- **Data for this exercise**:
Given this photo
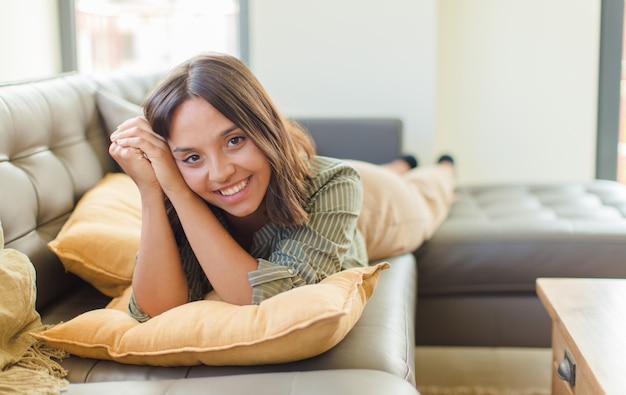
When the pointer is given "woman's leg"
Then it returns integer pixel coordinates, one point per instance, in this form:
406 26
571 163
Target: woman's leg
402 209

- **How to complete this task**: Look for "Then it returns" in the records. Write out its line and every later line through the end exactly, with nothing more.

- **Your solution**:
Then it returns integer pixel coordinates, one point per instance, in this form:
406 26
571 163
Target: woman's leg
402 209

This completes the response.